== WHAT YOU SHOULD DO ==
Produce an exact copy of all the data below, dropping every image.
*** Opening EXTRACTED DATA ***
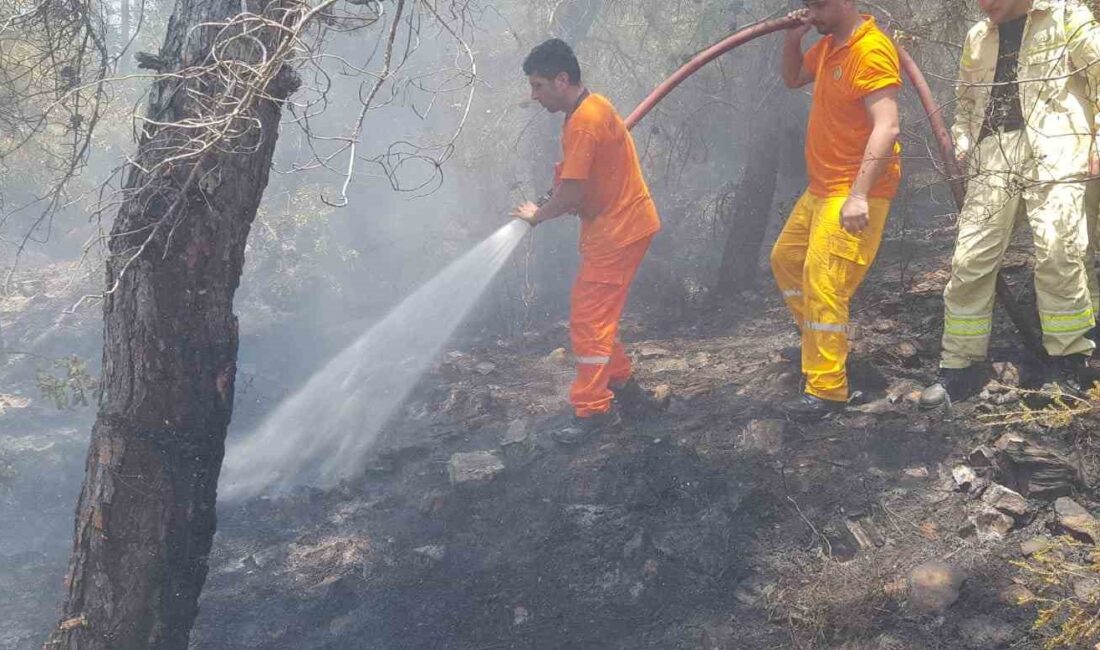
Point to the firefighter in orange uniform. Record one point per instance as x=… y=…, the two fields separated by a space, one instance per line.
x=600 y=179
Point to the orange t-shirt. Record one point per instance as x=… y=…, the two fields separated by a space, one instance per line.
x=839 y=123
x=616 y=209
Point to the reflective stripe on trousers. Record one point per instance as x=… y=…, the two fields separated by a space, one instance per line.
x=818 y=266
x=598 y=296
x=1055 y=211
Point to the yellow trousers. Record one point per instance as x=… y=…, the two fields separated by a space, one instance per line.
x=998 y=189
x=1092 y=218
x=818 y=266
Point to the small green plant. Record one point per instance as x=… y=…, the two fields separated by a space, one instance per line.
x=1060 y=409
x=70 y=386
x=1065 y=577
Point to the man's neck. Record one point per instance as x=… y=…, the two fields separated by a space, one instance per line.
x=845 y=32
x=573 y=96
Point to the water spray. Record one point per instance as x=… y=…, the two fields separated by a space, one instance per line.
x=322 y=432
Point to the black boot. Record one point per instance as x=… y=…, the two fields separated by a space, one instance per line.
x=1070 y=375
x=953 y=385
x=811 y=407
x=636 y=400
x=582 y=429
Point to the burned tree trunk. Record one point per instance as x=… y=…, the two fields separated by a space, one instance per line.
x=145 y=517
x=748 y=212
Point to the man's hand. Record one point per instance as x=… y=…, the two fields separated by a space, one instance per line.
x=854 y=213
x=799 y=31
x=526 y=211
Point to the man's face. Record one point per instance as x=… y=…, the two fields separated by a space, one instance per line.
x=1002 y=10
x=550 y=92
x=827 y=15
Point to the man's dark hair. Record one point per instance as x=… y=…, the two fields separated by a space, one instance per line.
x=551 y=58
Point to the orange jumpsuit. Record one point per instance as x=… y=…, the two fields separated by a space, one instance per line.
x=618 y=219
x=817 y=264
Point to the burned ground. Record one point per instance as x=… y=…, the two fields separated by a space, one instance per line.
x=715 y=524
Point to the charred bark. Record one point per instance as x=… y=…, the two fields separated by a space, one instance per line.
x=747 y=213
x=145 y=517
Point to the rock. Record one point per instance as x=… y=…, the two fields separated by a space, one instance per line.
x=431 y=502
x=964 y=477
x=700 y=360
x=670 y=365
x=432 y=552
x=900 y=390
x=651 y=351
x=986 y=631
x=762 y=436
x=1033 y=546
x=878 y=407
x=1015 y=594
x=634 y=544
x=981 y=456
x=718 y=636
x=1034 y=471
x=466 y=405
x=1076 y=519
x=934 y=586
x=472 y=467
x=1004 y=499
x=1087 y=588
x=516 y=433
x=1008 y=439
x=1007 y=374
x=865 y=532
x=992 y=524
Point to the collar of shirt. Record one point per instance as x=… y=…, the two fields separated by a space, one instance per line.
x=858 y=33
x=580 y=100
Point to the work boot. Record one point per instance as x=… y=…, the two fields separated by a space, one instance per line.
x=582 y=429
x=636 y=400
x=1070 y=375
x=811 y=407
x=952 y=385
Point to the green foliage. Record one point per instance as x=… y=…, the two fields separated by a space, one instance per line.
x=1068 y=607
x=70 y=387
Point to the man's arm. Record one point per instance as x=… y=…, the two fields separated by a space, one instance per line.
x=967 y=121
x=882 y=107
x=564 y=200
x=1082 y=35
x=793 y=72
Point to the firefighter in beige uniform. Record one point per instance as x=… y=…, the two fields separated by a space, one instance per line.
x=1024 y=132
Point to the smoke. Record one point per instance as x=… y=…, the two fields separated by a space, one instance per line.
x=320 y=433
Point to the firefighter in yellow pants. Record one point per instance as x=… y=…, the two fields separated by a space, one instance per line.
x=854 y=163
x=817 y=266
x=1025 y=118
x=1056 y=215
x=1092 y=218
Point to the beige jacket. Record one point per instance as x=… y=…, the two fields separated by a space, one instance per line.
x=1059 y=86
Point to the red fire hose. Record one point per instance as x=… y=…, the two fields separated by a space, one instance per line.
x=944 y=144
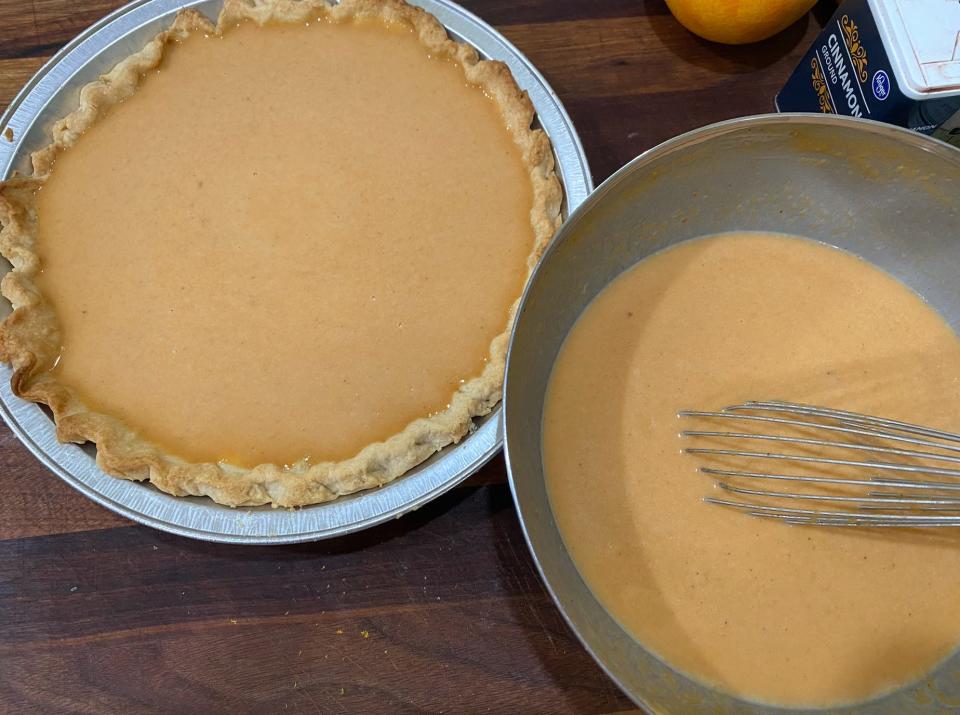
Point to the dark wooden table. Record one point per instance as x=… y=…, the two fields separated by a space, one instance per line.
*** Closing EXTRACTED DATA ***
== EXERCISE OUTPUT ==
Point to the firefighter in orange uniform. Record one point per instance as x=… y=…, the two fields separated by a space, one instance per line.
x=600 y=179
Point to the orange t-shirt. Record one point per instance as x=… y=…, the two fields separated by a space, one instance per line.
x=839 y=123
x=616 y=209
Point to the reflective stripe on trousers. Record one point per instance as x=… y=…, the two fields separated by a space, one instance per line.
x=818 y=266
x=598 y=296
x=1055 y=211
Point to the yellow trousers. Record one point per instance as x=… y=…, the two fields separated by a space, one instance per line.
x=998 y=189
x=1092 y=218
x=818 y=266
Point to the small green plant. Record one point per instance as x=… y=…, the two fields separated by a space, one instance per line.
x=1060 y=409
x=70 y=386
x=1065 y=577
Point to the man's neck. Record one point per instance as x=… y=…, the two fields separated by a space, one instance per line.
x=845 y=32
x=573 y=96
Point to the water spray. Record one point per instance as x=… y=…, the two fields separated by a space, one instance per line.
x=322 y=432
Point to the black boot. Record one point per instance as x=… y=…, the two fields separated by a space, one instance per line.
x=1070 y=375
x=953 y=385
x=811 y=407
x=636 y=400
x=582 y=429
Point to the burned tree trunk. Record one point per instance as x=… y=…, the two fields separated by a space, one instance per line.
x=145 y=517
x=748 y=212
Point to the man's hand. Record one point per instance as x=… y=…, the two fields separated by a space, one instance per line.
x=854 y=213
x=799 y=31
x=526 y=211
Point to the man's face. Record one point per instance as x=… y=…, the two fields separated by a space, one instance per line.
x=1002 y=10
x=550 y=92
x=827 y=15
Point to the man's dark hair. Record one point per instance as x=… y=…, the two fields separated by a space, one instance per line.
x=551 y=58
Point to the orange jumpsuit. Record one point per instance as x=… y=…, the two fields separated by a space, one instance per line.
x=618 y=219
x=817 y=264
Point to the burned ground. Record one point per instance as x=… y=…, the two fields separated by a space, one instance per line.
x=715 y=524
Point to the charred bark. Record one point per instance as x=… y=…, the two fields separated by a space, one instance per line.
x=747 y=213
x=145 y=517
Point to the rock. Record one point per instance as x=… y=…, the two fields separated by a space, one instance per line.
x=431 y=502
x=964 y=477
x=700 y=360
x=670 y=365
x=432 y=552
x=900 y=390
x=651 y=351
x=986 y=631
x=762 y=436
x=1033 y=546
x=878 y=407
x=1015 y=594
x=634 y=544
x=981 y=456
x=718 y=636
x=1034 y=471
x=466 y=405
x=1076 y=519
x=934 y=586
x=472 y=467
x=1004 y=499
x=1087 y=588
x=516 y=433
x=1008 y=439
x=1007 y=374
x=865 y=532
x=992 y=524
Point to the collar of shirt. Record one point per instance as x=… y=…, the two fields separated by a space, one instance per line.
x=858 y=33
x=580 y=100
Point to the work boot. Record one point per instance as x=… y=…, the two fields separated by a space, one instance per line.
x=582 y=429
x=636 y=400
x=1070 y=375
x=811 y=407
x=952 y=385
Point to the green foliage. Record one point per instance as x=… y=…, the two fields separated by a space, one instance per line.
x=1068 y=607
x=70 y=387
Point to the man's arm. Record one point per instance as x=… y=…, the two fields separated by a space, one instance per line.
x=967 y=121
x=882 y=107
x=564 y=200
x=1082 y=35
x=793 y=72
Point to the firefighter in beige uniform. Record one point per instance as x=… y=…, the two fields separated by a space, one instance per line.
x=1024 y=132
Point to the smoke. Record one point per instance as x=… y=…, the two fields separated by a space, one instance per line.
x=320 y=433
Point to the firefighter in yellow pants. Record one point per instance as x=… y=…, the two fields separated by a space, one instance per line.
x=854 y=163
x=817 y=266
x=1025 y=118
x=1056 y=215
x=1092 y=218
Point to the beige jacket. Record one point per instance as x=… y=…, the two fields separated by a space, one instance per line.
x=1059 y=86
Point to the red fire hose. Record one point per instance as x=… y=…, the two fields separated by a space, one instance per line.
x=944 y=144
Point to the dark wooden table. Record one point per instance as x=… y=…, the two fields separated by a space, one instance per line.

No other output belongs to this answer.